Written exercise –
In the rows starting at the line that contains "Every instance of the seated" and ending at the line that contains "pixel 200 319", replace "wooden tray" with "lacquered tray" and write those lines out again with nothing else changed.

Data records –
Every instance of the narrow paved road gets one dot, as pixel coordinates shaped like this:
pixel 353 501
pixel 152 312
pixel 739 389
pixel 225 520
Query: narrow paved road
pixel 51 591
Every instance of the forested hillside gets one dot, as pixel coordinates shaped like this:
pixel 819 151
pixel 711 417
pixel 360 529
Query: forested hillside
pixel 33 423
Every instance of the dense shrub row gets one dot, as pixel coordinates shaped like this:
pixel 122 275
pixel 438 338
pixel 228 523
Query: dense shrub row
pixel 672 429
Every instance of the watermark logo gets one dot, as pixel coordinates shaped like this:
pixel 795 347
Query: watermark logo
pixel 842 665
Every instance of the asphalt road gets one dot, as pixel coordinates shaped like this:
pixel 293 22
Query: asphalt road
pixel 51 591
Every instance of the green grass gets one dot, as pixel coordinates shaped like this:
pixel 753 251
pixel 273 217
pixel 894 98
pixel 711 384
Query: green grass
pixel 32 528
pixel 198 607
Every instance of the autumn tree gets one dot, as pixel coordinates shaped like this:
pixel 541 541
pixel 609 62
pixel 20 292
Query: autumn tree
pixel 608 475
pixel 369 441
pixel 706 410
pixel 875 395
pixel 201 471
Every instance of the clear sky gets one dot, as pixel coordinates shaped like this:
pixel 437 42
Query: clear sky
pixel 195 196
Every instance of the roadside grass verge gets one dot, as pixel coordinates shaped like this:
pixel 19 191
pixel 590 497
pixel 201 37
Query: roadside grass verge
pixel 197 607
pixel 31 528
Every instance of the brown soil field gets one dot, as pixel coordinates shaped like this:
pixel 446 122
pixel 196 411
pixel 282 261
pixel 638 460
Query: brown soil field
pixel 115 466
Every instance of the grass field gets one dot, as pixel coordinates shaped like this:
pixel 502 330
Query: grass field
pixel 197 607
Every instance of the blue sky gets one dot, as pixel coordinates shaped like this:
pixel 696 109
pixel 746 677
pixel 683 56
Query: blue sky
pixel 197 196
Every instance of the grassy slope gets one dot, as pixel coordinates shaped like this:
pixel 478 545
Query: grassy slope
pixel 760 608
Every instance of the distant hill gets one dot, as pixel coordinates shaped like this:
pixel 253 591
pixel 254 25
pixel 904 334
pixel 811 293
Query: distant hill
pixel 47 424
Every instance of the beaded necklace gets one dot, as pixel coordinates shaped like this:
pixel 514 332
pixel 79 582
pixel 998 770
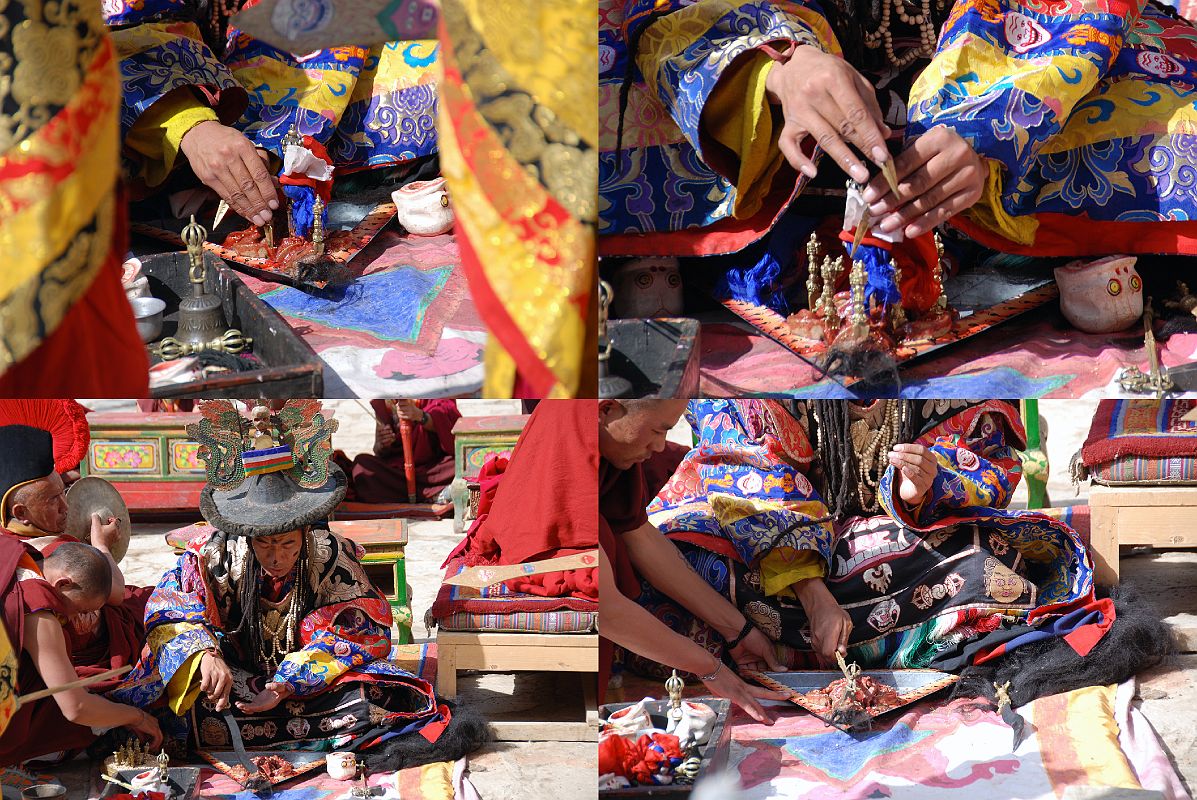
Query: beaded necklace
pixel 872 444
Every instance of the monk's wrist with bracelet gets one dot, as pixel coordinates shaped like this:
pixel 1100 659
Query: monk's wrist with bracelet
pixel 743 634
pixel 715 673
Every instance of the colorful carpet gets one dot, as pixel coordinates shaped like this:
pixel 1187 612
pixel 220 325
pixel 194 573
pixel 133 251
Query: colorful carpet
pixel 1088 738
pixel 406 327
pixel 1036 356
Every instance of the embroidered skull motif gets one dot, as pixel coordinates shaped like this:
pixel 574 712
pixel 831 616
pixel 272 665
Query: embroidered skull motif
pixel 883 616
pixel 877 577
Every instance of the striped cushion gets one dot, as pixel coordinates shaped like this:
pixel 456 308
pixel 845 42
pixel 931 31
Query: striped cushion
pixel 1146 470
pixel 522 622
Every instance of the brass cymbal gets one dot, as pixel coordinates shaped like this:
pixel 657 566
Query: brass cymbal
pixel 90 496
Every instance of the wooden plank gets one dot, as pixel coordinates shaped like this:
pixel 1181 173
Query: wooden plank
pixel 512 731
pixel 1161 526
pixel 500 658
pixel 1104 544
pixel 1144 496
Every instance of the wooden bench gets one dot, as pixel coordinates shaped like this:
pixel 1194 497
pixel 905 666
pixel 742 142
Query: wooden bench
pixel 1138 515
pixel 524 652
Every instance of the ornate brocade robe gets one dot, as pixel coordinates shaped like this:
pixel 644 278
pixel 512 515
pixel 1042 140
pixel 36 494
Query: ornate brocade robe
pixel 1083 110
pixel 924 586
pixel 345 691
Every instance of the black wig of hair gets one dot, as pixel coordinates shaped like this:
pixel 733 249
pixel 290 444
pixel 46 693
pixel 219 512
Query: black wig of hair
pixel 467 731
pixel 1137 640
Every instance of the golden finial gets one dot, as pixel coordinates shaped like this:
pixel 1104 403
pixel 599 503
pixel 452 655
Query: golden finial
pixel 898 315
pixel 317 225
pixel 856 282
pixel 194 236
pixel 831 271
pixel 292 137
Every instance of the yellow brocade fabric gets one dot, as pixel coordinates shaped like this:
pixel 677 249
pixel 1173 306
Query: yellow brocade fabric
pixel 784 567
pixel 739 116
pixel 58 168
pixel 158 133
pixel 518 129
pixel 7 680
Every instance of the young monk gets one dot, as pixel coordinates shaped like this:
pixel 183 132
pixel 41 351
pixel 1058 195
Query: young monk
pixel 631 549
pixel 73 580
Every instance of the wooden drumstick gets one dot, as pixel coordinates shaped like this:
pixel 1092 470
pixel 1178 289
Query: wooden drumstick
pixel 405 434
pixel 74 684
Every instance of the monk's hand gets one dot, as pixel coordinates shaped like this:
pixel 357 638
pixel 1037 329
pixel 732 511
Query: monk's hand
pixel 216 680
pixel 916 470
pixel 729 685
pixel 146 727
pixel 104 532
pixel 409 411
pixel 384 436
pixel 271 696
pixel 830 624
pixel 939 176
pixel 824 98
pixel 228 162
pixel 755 652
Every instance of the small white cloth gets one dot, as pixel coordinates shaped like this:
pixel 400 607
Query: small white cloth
pixel 301 161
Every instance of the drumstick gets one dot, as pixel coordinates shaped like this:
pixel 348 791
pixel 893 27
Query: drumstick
pixel 74 684
pixel 405 432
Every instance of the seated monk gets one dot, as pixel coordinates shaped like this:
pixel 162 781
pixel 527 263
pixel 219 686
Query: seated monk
pixel 271 617
pixel 34 508
pixel 382 478
pixel 73 580
pixel 553 470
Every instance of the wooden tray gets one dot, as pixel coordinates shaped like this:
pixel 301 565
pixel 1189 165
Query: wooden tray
pixel 291 368
pixel 983 297
pixel 364 218
pixel 714 752
pixel 660 357
pixel 910 684
pixel 303 761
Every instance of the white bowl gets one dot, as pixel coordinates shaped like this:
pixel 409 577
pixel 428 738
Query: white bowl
pixel 147 313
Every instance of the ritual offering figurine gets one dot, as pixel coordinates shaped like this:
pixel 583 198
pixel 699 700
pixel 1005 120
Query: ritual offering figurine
pixel 307 180
pixel 893 296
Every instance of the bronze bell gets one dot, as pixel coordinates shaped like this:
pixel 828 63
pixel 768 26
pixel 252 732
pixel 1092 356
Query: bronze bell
pixel 200 319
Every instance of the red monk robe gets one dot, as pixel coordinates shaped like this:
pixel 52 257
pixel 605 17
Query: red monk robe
pixel 35 723
pixel 381 478
pixel 546 503
pixel 101 641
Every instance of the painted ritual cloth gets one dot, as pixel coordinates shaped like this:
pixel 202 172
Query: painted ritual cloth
pixel 546 502
pixel 1083 110
pixel 517 135
pixel 346 692
pixel 65 327
pixel 381 477
pixel 406 327
pixel 1036 356
pixel 1088 738
pixel 933 586
pixel 181 64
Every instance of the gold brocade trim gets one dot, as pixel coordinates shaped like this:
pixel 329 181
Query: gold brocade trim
pixel 548 48
pixel 561 157
pixel 34 310
pixel 55 229
pixel 539 267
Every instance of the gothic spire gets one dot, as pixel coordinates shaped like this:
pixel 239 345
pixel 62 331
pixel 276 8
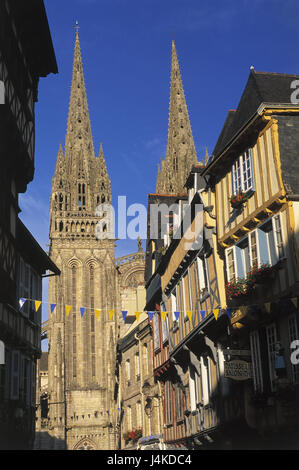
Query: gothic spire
pixel 79 136
pixel 180 153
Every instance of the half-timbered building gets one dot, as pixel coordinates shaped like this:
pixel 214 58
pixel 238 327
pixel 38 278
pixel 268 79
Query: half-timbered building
pixel 254 173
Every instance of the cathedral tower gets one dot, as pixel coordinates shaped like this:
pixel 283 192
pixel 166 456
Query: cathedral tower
pixel 180 153
pixel 81 341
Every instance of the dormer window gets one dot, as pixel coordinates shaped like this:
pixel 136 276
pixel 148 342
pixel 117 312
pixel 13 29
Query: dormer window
pixel 242 173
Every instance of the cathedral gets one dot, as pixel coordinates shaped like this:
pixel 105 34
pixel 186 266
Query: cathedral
pixel 76 402
pixel 84 325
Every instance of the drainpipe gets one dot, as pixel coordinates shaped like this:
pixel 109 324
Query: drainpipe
pixel 141 378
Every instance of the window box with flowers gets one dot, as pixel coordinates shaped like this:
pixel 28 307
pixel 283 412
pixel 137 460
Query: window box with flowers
pixel 132 435
pixel 261 274
pixel 238 200
pixel 238 288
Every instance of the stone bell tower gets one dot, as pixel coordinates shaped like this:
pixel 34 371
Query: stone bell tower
pixel 82 340
pixel 180 153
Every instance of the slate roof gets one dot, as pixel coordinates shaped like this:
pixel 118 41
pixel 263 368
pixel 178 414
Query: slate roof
pixel 261 87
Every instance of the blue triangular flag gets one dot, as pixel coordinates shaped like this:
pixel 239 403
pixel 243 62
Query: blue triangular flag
pixel 177 315
pixel 150 314
pixel 22 301
pixel 229 312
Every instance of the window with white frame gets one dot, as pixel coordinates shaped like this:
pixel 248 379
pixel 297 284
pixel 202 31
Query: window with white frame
pixel 293 335
pixel 128 370
pixel 168 400
pixel 178 403
pixel 129 418
pixel 193 387
pixel 174 307
pixel 137 366
pixel 156 331
pixel 263 245
pixel 138 415
pixel 242 173
pixel 271 344
pixel 203 276
pixel 256 361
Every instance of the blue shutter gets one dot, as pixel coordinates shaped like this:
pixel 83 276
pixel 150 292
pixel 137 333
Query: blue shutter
pixel 239 262
pixel 263 246
pixel 252 169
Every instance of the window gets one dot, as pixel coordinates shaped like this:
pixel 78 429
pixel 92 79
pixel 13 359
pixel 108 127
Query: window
pixel 156 331
pixel 203 277
pixel 193 386
pixel 242 173
pixel 128 371
pixel 230 264
pixel 270 241
pixel 256 361
pixel 293 335
pixel 137 367
pixel 168 399
pixel 178 403
pixel 129 418
pixel 138 415
pixel 271 343
pixel 262 246
pixel 145 359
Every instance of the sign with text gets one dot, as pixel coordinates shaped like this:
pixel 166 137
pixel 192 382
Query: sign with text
pixel 238 370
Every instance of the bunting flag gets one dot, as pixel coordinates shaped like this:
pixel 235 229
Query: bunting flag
pixel 52 307
pixel 68 309
pixel 189 314
pixel 268 306
pixel 163 315
pixel 177 315
pixel 98 311
pixel 137 315
pixel 216 313
pixel 111 313
pixel 21 302
pixel 150 315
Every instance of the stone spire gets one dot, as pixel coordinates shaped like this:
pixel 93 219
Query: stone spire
pixel 81 181
pixel 180 153
pixel 79 134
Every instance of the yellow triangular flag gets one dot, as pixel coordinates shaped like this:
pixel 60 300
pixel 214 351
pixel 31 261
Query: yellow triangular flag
pixel 163 315
pixel 111 313
pixel 137 315
pixel 98 311
pixel 68 309
pixel 216 313
pixel 268 306
pixel 189 314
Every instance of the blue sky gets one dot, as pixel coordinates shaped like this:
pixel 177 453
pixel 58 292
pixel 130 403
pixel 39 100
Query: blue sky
pixel 126 48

Task response –
Every instance of the seated monk gets one dot, as pixel coordinates shaped like this:
pixel 162 781
pixel 527 263
pixel 219 686
Query: seated monk
pixel 271 617
pixel 34 508
pixel 382 478
pixel 73 580
pixel 553 470
Every instance of the lacquered tray gets one dot, as pixel coordinates shaped like this:
pixel 301 565
pixel 1189 165
Query: lacquered tray
pixel 291 368
pixel 983 297
pixel 364 218
pixel 714 752
pixel 660 357
pixel 910 684
pixel 303 761
Every instance of the white bowl gets one dot, as pixel coordinates shaped like this:
pixel 409 577
pixel 428 738
Query: white bowl
pixel 147 313
Every instance of the ritual offering figurine gets one dot, as pixel coordinates shaped like this:
pixel 583 198
pixel 699 700
pixel 1005 120
Query: ritual offering figurine
pixel 307 180
pixel 893 296
Every instance of the bronze bell gets one dot, as pixel coordinates shaped like this:
pixel 828 63
pixel 768 26
pixel 252 732
pixel 1092 356
Query: bronze bell
pixel 200 319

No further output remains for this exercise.